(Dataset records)
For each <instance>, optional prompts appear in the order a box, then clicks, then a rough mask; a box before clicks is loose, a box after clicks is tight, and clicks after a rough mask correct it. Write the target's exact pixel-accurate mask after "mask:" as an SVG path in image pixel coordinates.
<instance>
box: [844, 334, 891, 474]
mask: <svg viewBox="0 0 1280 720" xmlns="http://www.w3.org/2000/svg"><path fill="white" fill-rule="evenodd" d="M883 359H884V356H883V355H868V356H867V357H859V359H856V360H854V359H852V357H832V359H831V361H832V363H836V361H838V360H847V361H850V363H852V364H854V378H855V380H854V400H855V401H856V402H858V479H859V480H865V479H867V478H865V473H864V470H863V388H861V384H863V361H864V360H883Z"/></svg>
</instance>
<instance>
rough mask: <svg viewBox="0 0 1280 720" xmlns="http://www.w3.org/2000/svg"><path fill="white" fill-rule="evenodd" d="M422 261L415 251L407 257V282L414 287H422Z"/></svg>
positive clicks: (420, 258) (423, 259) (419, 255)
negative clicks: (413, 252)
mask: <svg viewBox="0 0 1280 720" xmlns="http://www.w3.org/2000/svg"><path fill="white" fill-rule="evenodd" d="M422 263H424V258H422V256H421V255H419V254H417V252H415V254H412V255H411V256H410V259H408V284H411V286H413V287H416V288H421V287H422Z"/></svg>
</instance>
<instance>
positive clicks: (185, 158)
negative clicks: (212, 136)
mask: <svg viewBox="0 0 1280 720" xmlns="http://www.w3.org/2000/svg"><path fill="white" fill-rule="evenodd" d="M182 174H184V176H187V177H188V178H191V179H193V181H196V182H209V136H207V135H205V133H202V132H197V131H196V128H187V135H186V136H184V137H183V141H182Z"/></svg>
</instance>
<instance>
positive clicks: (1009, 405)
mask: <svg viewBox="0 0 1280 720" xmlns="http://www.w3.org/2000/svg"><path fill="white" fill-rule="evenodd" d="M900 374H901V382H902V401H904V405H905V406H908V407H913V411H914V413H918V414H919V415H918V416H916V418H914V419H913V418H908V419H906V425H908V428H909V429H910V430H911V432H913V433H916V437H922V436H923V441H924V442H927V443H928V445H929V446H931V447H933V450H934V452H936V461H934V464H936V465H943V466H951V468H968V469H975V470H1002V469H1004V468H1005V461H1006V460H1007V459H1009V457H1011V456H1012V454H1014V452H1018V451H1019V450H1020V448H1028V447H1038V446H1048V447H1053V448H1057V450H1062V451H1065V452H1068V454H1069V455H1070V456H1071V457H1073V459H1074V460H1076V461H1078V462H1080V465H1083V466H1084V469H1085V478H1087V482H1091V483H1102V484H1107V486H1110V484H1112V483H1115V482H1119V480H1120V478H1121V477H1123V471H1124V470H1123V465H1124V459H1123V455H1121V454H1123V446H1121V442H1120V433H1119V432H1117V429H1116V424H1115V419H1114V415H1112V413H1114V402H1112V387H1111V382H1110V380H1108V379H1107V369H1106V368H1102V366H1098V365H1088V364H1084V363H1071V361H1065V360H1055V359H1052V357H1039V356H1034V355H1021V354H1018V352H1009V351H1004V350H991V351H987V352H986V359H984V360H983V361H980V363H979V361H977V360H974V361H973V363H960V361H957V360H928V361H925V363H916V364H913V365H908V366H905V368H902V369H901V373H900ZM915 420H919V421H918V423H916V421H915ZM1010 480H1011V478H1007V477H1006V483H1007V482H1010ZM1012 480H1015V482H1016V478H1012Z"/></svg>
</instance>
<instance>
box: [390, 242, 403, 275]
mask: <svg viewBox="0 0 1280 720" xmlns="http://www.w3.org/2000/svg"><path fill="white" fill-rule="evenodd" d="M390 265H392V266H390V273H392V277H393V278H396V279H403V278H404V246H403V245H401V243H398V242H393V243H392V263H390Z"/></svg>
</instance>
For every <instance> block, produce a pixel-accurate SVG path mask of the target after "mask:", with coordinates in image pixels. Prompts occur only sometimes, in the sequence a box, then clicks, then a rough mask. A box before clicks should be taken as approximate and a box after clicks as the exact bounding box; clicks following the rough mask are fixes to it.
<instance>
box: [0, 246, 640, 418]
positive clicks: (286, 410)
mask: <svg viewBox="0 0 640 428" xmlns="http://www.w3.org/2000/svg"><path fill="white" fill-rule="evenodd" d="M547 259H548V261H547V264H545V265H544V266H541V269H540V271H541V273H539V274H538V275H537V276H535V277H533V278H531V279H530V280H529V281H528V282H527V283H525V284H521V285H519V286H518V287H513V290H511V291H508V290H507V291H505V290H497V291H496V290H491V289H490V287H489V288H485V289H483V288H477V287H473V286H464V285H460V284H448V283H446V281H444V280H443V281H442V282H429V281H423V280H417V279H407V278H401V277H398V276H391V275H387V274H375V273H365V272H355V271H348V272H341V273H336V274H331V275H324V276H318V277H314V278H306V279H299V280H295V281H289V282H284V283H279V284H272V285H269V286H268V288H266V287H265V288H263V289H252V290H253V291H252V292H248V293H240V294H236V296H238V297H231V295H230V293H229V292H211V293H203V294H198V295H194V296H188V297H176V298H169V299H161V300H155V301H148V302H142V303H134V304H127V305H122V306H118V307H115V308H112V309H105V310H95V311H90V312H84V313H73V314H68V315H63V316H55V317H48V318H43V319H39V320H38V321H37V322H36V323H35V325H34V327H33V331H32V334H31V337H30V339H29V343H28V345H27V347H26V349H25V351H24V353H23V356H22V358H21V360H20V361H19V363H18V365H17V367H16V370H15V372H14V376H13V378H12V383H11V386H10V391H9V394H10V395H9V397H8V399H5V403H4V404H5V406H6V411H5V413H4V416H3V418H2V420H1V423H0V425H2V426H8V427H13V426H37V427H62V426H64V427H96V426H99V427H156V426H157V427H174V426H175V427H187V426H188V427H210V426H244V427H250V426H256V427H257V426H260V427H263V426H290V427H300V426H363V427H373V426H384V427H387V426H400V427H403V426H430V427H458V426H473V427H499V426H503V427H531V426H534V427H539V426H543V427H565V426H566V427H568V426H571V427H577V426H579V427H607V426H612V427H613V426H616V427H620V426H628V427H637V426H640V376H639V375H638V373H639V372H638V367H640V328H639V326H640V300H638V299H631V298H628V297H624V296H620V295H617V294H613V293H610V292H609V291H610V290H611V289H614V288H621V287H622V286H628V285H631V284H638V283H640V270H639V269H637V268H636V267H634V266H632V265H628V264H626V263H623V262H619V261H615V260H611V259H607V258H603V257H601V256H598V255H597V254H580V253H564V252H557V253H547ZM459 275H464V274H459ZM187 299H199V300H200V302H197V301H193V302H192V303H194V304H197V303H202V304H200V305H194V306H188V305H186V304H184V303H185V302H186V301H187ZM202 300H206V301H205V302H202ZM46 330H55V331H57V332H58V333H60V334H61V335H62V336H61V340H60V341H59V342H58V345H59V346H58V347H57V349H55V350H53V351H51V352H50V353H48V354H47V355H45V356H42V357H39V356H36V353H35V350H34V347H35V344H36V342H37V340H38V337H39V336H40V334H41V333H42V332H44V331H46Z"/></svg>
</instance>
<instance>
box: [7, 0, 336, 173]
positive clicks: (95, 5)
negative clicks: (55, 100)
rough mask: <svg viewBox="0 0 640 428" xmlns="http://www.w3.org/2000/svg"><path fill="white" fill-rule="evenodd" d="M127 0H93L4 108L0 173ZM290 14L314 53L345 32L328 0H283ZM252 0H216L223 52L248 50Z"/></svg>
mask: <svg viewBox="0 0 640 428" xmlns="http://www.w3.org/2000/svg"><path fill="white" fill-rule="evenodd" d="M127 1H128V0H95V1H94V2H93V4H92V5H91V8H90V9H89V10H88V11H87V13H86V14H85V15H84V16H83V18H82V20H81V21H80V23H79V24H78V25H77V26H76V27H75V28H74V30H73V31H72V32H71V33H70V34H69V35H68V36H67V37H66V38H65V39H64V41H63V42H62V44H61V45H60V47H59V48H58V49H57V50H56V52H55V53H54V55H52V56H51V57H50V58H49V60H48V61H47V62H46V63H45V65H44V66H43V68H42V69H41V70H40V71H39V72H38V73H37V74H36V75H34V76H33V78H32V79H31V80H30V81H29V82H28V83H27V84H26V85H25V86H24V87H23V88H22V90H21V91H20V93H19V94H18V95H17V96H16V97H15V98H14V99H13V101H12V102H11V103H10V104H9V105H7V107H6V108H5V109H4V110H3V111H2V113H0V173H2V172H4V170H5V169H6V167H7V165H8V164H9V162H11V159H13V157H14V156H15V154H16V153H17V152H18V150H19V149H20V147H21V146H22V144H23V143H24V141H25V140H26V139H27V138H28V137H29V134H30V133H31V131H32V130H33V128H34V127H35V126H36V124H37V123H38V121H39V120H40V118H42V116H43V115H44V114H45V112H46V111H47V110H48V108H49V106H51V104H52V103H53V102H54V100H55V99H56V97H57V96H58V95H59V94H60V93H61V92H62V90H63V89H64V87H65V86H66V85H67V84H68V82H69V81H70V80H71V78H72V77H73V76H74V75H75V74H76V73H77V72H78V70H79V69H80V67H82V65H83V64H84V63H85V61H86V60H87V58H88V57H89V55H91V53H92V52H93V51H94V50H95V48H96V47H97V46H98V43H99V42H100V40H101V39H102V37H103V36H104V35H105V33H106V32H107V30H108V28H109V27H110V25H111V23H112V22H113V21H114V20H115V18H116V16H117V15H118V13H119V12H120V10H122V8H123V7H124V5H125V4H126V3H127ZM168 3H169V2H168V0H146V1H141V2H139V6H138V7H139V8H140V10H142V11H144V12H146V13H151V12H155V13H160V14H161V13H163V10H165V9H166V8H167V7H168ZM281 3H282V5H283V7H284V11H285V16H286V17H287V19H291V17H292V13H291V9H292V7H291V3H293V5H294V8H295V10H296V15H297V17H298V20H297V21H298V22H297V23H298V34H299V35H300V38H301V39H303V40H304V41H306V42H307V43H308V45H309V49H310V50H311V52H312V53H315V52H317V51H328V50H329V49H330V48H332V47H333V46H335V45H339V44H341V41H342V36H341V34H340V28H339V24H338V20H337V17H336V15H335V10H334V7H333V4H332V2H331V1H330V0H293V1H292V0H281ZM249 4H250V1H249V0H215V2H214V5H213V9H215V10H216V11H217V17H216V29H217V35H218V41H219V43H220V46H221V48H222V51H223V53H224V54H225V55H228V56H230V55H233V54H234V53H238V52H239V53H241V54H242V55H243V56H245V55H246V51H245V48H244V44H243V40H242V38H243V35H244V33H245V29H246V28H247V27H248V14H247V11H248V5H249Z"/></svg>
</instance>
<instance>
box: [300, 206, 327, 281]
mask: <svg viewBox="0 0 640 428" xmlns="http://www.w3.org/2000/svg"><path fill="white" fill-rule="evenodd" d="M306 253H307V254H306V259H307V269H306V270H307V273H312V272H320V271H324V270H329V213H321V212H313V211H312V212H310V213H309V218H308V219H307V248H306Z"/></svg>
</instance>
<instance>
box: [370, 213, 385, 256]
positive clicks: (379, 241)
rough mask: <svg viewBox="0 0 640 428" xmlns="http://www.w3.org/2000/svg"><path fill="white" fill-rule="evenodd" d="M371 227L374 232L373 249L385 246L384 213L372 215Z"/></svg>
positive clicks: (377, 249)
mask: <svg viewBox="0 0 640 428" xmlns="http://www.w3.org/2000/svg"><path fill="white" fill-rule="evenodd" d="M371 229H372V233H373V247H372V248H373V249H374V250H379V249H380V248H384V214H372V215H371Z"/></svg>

### [Problem]
Please edit the data from its start up to and including the line with "box: [844, 334, 891, 474]", changing "tight" to "snug" and leaving everything else the same. Give only those lines.

### [Task result]
For each <instance>, optional prompts appear in the order a box, then clicks, then a rough mask; a box before clicks is loose, a box after clicks is snug, and clicks after a rough mask correct it. Write the target's exact pixel-accurate mask after "mask:" as an SVG path in image pixel coordinates.
<instance>
box: [844, 334, 891, 474]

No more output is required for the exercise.